### Task description
Only lines holding "woman" are wanted; copy each of them from the records below.

### Data for analysis

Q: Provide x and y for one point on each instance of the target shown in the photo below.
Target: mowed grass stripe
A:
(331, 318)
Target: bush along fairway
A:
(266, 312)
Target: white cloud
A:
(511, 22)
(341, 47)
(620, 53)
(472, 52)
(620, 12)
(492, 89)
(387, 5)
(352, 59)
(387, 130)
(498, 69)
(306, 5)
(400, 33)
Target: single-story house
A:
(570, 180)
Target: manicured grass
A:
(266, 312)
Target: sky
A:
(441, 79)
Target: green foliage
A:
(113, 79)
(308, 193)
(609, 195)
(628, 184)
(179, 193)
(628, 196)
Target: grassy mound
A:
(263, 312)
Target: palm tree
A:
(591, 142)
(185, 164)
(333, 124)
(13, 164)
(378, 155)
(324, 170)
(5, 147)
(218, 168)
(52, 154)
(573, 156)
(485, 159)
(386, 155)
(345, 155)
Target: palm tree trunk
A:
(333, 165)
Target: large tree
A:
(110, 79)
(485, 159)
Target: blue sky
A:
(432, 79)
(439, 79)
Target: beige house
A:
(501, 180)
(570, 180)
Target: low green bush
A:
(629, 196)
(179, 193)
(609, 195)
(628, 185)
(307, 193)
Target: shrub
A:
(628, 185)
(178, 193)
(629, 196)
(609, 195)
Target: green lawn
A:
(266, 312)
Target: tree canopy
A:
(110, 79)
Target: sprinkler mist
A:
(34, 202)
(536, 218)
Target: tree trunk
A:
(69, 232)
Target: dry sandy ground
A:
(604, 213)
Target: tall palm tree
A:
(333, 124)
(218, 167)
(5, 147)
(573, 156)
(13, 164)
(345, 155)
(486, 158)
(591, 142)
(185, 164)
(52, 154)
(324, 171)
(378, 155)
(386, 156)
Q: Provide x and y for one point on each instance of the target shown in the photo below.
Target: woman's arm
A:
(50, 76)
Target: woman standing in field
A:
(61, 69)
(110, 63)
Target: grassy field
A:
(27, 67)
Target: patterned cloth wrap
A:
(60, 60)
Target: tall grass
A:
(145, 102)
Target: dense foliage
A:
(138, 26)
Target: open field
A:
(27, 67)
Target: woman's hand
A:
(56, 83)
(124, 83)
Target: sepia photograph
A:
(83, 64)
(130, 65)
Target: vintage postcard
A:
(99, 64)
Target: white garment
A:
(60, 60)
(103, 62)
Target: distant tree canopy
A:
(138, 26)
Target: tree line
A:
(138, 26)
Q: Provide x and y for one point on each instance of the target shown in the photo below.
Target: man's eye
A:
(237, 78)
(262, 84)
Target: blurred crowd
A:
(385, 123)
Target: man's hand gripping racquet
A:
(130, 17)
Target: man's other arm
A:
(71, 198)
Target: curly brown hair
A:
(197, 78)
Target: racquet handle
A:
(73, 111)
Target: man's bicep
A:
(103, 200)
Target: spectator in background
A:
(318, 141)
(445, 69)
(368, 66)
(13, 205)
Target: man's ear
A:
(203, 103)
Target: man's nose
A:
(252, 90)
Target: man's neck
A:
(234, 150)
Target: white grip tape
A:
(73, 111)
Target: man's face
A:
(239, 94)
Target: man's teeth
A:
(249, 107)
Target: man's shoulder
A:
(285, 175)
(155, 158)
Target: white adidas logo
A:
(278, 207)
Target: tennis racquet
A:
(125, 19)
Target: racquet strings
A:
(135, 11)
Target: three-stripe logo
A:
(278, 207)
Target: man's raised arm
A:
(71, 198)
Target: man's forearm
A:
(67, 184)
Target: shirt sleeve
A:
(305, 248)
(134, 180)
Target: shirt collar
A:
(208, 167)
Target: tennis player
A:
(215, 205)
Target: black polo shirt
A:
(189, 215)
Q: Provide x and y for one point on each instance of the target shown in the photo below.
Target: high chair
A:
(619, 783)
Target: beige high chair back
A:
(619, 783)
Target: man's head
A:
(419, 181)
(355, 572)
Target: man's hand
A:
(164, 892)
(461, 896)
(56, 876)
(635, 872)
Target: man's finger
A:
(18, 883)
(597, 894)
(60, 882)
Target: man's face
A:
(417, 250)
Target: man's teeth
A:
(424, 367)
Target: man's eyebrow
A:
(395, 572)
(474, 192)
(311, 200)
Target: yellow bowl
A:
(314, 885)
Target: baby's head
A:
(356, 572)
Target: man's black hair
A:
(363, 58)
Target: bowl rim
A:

### Reply to the exercise
Target: woman's arm
Target: woman standing in field
Target: woman's hand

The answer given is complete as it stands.